_WORK ORDER_
Any picture in the records below stays out; return everything else exactly.

_DATA RECORDS_
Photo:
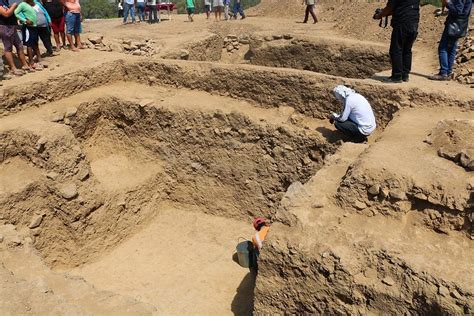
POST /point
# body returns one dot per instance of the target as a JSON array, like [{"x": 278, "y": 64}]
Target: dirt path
[{"x": 181, "y": 263}]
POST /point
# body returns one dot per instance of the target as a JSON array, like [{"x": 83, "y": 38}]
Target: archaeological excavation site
[{"x": 130, "y": 171}]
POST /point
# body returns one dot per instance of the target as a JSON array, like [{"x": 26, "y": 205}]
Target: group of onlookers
[
  {"x": 138, "y": 8},
  {"x": 218, "y": 6},
  {"x": 405, "y": 20},
  {"x": 37, "y": 20}
]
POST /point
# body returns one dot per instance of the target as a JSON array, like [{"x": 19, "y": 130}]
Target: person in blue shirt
[{"x": 448, "y": 44}]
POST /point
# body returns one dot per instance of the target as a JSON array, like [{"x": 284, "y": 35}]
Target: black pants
[
  {"x": 310, "y": 10},
  {"x": 352, "y": 130},
  {"x": 45, "y": 35},
  {"x": 403, "y": 37}
]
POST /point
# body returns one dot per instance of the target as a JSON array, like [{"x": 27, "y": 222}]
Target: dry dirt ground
[{"x": 129, "y": 172}]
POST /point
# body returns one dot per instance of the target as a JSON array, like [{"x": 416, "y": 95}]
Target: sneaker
[
  {"x": 440, "y": 77},
  {"x": 392, "y": 80}
]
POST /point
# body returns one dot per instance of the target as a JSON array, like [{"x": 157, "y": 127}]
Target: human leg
[
  {"x": 70, "y": 30},
  {"x": 410, "y": 33},
  {"x": 311, "y": 11},
  {"x": 306, "y": 14},
  {"x": 352, "y": 130},
  {"x": 396, "y": 53},
  {"x": 241, "y": 11},
  {"x": 45, "y": 36},
  {"x": 126, "y": 11}
]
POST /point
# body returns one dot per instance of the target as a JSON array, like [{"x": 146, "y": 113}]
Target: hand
[{"x": 331, "y": 118}]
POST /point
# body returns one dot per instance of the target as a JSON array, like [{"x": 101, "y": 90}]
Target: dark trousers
[
  {"x": 352, "y": 130},
  {"x": 447, "y": 53},
  {"x": 44, "y": 34},
  {"x": 153, "y": 10},
  {"x": 310, "y": 10},
  {"x": 403, "y": 38}
]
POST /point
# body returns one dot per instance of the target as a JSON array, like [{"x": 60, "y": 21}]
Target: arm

_EXERCISE ANSWER_
Photo:
POST /point
# body returns one dot per instance of the target as a JSON array, like [{"x": 278, "y": 64}]
Target: dirt path
[{"x": 181, "y": 263}]
POST /point
# body returns one dot per instance of the target as a JSON array, like [{"x": 83, "y": 38}]
Target: archaeological excavation site
[{"x": 130, "y": 171}]
POST /point
# body returns one dot per instance of the target as a JSON array, like [{"x": 26, "y": 205}]
Target: group of onlookers
[
  {"x": 138, "y": 8},
  {"x": 218, "y": 6},
  {"x": 405, "y": 20},
  {"x": 37, "y": 20}
]
POST /point
# body returns one dot per instance of the target as a JSON array, like [{"x": 19, "y": 130}]
Target: person in blue shirt
[{"x": 448, "y": 44}]
POST /point
# body returns one dot per instance of the target as a JSON array, like [{"x": 284, "y": 35}]
Target: black pants
[
  {"x": 310, "y": 10},
  {"x": 352, "y": 130},
  {"x": 45, "y": 35},
  {"x": 403, "y": 37}
]
POST /point
# body returns one dot per instance of the target as a JSON array, like [{"x": 27, "y": 222}]
Target: dry dirt ground
[{"x": 129, "y": 172}]
POST /point
# body returns one dot per instance of the target as a JSON array, like [{"x": 416, "y": 95}]
Target: sneaker
[
  {"x": 440, "y": 77},
  {"x": 392, "y": 80}
]
POST /point
# body returns one dot per instance of the target as a JSON array, like [{"x": 157, "y": 127}]
Target: human leg
[
  {"x": 70, "y": 30},
  {"x": 410, "y": 33},
  {"x": 311, "y": 11},
  {"x": 306, "y": 14},
  {"x": 352, "y": 130},
  {"x": 396, "y": 53},
  {"x": 241, "y": 11},
  {"x": 45, "y": 36},
  {"x": 126, "y": 11}
]
POST /point
# body returns one dot per instance of the target as a JSON array, like [{"x": 146, "y": 113}]
Target: hand
[{"x": 331, "y": 118}]
POST /point
# body returns one dot per instance of the target as a JSON array, like [{"x": 101, "y": 90}]
Target: dark trousers
[
  {"x": 352, "y": 130},
  {"x": 447, "y": 53},
  {"x": 44, "y": 34},
  {"x": 153, "y": 10},
  {"x": 310, "y": 10},
  {"x": 403, "y": 38}
]
POST /point
# body returns one dot per instance of the target as a JSON array, like [{"x": 60, "y": 21}]
Target: arm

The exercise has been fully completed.